■ PROBLEM STATEMENT:
From the records below, extract only the lines running from the line with "Where can the green vegetation" to the line with "Where can the cumulus", both lines included, reproducing them exactly.

#### DATASET

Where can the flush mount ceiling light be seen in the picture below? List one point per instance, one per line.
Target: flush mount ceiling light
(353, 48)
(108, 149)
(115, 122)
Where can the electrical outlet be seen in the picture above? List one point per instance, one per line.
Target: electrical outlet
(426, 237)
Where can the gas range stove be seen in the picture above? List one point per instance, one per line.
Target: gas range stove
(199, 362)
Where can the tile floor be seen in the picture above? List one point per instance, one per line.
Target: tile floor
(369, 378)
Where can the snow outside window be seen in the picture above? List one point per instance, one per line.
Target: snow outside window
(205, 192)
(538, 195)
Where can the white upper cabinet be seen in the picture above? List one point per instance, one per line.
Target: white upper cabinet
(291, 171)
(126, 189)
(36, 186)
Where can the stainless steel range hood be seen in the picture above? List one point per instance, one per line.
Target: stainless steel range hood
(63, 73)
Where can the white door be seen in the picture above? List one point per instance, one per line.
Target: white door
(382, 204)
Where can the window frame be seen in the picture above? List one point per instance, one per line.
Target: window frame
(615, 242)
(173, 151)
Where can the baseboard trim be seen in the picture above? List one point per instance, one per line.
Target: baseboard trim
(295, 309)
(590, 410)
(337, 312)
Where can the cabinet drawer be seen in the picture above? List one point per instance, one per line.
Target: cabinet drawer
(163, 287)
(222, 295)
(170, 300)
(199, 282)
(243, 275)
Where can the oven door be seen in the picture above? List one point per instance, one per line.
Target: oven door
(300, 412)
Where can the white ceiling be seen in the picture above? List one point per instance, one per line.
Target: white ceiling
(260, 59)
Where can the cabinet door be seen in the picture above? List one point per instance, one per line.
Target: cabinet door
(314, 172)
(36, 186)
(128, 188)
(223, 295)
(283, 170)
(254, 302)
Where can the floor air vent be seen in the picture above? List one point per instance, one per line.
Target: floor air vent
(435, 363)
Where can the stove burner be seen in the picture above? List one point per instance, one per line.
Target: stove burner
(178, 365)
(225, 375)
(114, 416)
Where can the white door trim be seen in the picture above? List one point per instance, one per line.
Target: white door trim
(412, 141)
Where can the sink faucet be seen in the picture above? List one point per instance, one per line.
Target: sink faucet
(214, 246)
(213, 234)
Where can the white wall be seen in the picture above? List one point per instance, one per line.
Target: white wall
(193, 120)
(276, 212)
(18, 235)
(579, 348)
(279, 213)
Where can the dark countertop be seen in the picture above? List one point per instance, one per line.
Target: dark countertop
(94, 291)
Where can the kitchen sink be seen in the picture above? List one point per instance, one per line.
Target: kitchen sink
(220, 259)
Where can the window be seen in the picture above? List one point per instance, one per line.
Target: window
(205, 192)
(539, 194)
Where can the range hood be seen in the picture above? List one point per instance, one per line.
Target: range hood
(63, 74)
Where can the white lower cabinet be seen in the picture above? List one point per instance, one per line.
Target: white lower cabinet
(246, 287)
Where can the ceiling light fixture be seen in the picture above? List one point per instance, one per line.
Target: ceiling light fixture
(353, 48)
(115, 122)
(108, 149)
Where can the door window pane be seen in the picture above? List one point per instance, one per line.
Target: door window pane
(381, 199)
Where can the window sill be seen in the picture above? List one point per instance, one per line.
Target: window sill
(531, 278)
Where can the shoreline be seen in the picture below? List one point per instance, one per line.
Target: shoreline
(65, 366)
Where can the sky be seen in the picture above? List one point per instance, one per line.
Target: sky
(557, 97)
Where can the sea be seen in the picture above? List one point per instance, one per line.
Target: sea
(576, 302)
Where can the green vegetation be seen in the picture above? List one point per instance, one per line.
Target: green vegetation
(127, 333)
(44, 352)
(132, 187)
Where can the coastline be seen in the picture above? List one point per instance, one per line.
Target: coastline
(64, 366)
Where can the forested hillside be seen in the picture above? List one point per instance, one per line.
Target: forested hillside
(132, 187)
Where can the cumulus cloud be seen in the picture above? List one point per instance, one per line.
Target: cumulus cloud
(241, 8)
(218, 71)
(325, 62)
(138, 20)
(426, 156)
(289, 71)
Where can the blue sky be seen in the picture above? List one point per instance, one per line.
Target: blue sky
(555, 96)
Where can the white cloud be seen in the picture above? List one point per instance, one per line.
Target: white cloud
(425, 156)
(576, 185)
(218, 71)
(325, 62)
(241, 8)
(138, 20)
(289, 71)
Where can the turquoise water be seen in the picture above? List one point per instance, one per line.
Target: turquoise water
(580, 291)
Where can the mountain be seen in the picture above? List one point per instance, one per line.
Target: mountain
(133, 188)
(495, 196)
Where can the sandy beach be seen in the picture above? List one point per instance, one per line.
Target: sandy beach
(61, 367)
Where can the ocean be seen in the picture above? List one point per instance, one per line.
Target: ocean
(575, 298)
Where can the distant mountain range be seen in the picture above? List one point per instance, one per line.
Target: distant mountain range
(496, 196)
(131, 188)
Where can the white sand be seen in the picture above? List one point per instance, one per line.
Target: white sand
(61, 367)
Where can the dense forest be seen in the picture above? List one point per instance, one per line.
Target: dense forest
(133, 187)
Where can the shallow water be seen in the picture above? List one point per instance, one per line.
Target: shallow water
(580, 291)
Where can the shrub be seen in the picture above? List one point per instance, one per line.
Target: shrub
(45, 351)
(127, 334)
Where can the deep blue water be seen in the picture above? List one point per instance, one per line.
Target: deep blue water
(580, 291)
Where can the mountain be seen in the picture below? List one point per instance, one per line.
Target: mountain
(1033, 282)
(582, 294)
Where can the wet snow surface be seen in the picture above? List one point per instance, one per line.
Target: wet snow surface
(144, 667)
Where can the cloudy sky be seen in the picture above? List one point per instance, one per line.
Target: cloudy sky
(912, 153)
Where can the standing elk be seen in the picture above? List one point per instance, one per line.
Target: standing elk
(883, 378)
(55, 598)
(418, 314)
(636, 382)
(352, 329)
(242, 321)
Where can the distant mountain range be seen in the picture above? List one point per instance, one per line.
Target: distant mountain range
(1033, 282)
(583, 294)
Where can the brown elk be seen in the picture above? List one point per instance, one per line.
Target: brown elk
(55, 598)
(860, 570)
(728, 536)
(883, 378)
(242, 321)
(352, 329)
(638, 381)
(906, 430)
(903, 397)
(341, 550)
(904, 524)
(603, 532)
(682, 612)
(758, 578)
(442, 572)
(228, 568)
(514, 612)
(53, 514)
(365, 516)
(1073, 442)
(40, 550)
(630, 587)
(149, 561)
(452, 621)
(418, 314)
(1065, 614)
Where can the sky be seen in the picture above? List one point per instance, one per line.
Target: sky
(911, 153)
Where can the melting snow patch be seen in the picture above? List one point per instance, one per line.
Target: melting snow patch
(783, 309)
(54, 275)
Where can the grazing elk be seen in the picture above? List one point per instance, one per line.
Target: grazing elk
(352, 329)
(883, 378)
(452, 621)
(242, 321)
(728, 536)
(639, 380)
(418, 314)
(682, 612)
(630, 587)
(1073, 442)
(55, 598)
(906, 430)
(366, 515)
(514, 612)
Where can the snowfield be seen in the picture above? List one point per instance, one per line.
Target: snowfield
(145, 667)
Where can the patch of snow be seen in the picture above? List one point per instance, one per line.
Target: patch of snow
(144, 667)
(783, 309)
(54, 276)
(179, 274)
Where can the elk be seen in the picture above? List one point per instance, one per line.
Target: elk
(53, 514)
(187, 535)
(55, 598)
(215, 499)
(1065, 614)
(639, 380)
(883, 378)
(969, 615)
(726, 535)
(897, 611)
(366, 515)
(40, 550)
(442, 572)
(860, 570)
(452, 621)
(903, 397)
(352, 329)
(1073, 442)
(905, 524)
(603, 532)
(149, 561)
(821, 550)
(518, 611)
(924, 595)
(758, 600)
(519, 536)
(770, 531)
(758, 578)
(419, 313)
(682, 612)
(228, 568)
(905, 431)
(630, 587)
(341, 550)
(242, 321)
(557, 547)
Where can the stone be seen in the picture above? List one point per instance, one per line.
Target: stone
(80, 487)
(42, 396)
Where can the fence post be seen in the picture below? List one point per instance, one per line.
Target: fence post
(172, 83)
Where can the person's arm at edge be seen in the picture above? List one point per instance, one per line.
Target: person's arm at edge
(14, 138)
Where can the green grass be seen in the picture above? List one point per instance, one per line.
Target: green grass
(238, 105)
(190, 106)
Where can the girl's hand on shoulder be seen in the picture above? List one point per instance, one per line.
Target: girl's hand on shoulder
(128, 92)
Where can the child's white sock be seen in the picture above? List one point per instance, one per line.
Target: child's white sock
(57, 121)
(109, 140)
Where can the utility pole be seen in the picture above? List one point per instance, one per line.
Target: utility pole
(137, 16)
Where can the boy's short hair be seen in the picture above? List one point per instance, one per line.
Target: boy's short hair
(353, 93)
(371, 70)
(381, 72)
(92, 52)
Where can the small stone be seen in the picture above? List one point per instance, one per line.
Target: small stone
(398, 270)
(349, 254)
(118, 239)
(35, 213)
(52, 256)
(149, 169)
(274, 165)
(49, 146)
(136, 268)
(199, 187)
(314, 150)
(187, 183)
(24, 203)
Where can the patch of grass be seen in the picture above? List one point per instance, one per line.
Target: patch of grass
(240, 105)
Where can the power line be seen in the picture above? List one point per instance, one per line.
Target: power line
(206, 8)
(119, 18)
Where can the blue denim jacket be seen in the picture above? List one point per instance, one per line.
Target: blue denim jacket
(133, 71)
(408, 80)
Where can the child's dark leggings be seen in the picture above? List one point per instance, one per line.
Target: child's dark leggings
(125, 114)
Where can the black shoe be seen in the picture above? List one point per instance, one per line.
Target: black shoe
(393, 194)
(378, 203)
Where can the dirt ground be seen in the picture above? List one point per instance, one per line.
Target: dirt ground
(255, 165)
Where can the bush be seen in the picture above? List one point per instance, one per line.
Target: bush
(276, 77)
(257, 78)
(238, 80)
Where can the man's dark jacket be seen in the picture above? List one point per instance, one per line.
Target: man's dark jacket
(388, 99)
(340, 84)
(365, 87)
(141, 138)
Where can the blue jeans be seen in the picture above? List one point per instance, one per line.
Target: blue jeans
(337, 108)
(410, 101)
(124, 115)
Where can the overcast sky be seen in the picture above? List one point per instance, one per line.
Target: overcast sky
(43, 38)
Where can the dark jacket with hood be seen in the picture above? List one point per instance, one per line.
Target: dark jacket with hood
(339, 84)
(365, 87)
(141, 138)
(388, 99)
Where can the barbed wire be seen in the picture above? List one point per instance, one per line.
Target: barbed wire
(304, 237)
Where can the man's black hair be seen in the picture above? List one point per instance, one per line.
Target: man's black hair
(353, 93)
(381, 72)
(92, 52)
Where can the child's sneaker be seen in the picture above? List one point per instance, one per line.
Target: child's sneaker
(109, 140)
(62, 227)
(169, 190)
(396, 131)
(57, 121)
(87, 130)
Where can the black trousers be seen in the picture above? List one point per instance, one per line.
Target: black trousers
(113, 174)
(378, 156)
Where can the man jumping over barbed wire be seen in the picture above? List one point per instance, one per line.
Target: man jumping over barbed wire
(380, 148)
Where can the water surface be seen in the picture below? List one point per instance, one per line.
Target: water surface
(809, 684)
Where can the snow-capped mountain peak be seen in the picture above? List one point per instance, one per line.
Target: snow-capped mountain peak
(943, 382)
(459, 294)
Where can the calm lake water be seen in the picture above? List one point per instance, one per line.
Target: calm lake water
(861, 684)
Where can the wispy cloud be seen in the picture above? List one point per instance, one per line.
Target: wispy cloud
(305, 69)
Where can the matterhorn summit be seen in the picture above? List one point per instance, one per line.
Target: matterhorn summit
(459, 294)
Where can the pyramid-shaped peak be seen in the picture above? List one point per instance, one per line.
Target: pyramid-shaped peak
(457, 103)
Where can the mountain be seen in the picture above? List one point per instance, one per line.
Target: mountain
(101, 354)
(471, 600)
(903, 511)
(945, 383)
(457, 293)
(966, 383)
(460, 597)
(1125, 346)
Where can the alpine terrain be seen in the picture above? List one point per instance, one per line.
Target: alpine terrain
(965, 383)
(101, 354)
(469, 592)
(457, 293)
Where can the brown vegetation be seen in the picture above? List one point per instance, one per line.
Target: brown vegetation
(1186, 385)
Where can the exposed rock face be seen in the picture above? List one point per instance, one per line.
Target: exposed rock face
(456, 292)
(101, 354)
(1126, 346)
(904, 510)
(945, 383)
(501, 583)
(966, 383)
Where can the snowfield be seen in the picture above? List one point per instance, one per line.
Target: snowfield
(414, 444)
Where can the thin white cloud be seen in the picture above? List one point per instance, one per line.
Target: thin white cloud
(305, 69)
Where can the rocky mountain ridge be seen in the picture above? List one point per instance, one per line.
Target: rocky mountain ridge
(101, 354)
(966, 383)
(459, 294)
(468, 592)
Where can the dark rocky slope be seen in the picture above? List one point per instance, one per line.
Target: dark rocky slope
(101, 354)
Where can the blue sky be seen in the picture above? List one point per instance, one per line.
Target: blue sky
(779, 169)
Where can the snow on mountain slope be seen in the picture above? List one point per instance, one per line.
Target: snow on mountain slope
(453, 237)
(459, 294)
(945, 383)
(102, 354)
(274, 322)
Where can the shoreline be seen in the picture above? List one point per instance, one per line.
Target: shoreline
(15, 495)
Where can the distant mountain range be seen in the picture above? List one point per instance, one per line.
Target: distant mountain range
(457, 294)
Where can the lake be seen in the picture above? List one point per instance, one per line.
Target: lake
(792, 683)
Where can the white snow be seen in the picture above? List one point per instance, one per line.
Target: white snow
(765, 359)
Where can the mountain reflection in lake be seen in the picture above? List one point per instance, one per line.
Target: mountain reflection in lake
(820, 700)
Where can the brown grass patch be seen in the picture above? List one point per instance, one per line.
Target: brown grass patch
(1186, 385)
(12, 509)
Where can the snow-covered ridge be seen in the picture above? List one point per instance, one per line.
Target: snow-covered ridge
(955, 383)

########

■ TASK OUTPUT:
Where can the green vegetation be seen in the picture above? List one point per instance, one per line.
Target: green vegetation
(127, 333)
(44, 352)
(132, 187)
Where can the coastline be seen in the picture above? List one point per instance, one per line.
Target: coastline
(64, 366)
Where can the forested hillside be seen in the picture above? List one point per instance, one per line.
Target: forested hillside
(132, 187)
Where can the cumulus cloud be seen in the picture above? List one point per instance, one per line.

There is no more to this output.